**Your assignment**
Once the line containing "of the group" is reached, copy it and every line after it exactly, to the end of the material, without pictures.

**Dataset entries**
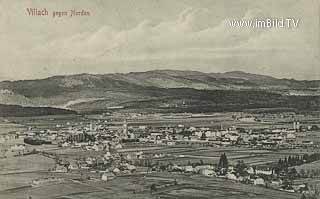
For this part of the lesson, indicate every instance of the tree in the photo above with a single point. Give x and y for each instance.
(153, 188)
(240, 168)
(223, 162)
(203, 136)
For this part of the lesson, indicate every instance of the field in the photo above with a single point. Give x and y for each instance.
(190, 187)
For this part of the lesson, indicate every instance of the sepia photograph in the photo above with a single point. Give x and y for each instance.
(160, 99)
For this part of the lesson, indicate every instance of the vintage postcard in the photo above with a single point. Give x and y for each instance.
(150, 99)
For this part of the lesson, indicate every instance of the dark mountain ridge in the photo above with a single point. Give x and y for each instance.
(161, 88)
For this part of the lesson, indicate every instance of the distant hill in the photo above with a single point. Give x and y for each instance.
(162, 90)
(19, 111)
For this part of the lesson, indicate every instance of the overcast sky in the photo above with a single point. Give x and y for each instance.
(140, 35)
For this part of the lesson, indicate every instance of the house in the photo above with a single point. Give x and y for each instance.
(107, 176)
(231, 176)
(259, 181)
(207, 172)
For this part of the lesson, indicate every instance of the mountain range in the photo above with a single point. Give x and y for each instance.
(163, 90)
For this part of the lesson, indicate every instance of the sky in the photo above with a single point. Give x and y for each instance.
(140, 35)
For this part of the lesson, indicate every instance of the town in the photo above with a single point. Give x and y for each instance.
(249, 149)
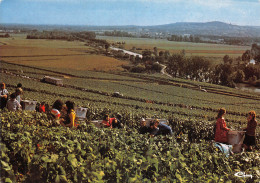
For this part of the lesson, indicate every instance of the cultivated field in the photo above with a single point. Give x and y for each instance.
(201, 49)
(55, 54)
(33, 150)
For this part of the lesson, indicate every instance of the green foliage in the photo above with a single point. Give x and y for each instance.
(36, 152)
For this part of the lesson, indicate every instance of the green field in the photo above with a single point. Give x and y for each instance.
(198, 49)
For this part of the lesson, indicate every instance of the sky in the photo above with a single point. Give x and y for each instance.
(129, 12)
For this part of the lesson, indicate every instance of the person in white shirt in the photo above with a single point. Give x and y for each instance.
(13, 104)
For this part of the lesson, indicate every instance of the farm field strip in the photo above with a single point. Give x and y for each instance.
(151, 97)
(180, 110)
(203, 49)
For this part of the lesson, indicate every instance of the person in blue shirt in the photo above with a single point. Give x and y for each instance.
(158, 128)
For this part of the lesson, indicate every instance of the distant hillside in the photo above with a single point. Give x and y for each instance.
(214, 28)
(209, 28)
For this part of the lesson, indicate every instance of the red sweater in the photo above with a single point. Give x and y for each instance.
(251, 127)
(221, 131)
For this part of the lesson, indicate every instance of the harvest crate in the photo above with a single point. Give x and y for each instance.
(81, 113)
(28, 105)
(97, 123)
(148, 121)
(52, 80)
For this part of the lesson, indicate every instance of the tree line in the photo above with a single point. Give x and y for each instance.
(227, 73)
(62, 35)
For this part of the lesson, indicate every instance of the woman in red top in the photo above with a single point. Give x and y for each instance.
(250, 138)
(221, 127)
(106, 121)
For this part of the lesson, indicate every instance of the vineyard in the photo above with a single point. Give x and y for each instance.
(33, 150)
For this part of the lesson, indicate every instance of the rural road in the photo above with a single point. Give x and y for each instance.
(135, 54)
(125, 51)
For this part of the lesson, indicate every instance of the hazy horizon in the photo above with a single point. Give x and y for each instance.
(128, 12)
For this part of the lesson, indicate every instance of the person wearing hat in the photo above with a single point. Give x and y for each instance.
(143, 128)
(18, 93)
(158, 128)
(13, 104)
(3, 96)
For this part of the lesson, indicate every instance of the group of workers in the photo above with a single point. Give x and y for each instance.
(221, 131)
(64, 115)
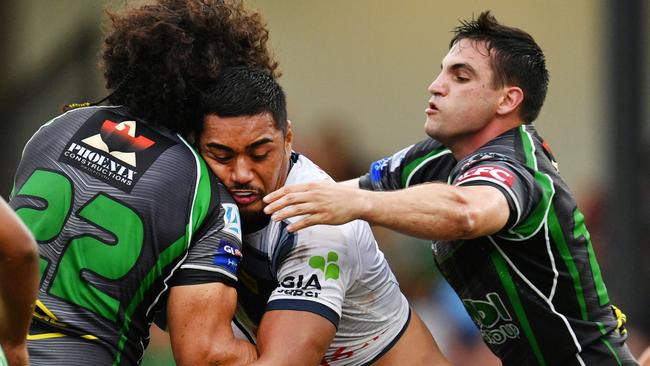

**Written solution**
For this part of the lesson, indicate every instance of the group of workers in the photo above with a single point. Give x and y for each instance.
(221, 131)
(64, 115)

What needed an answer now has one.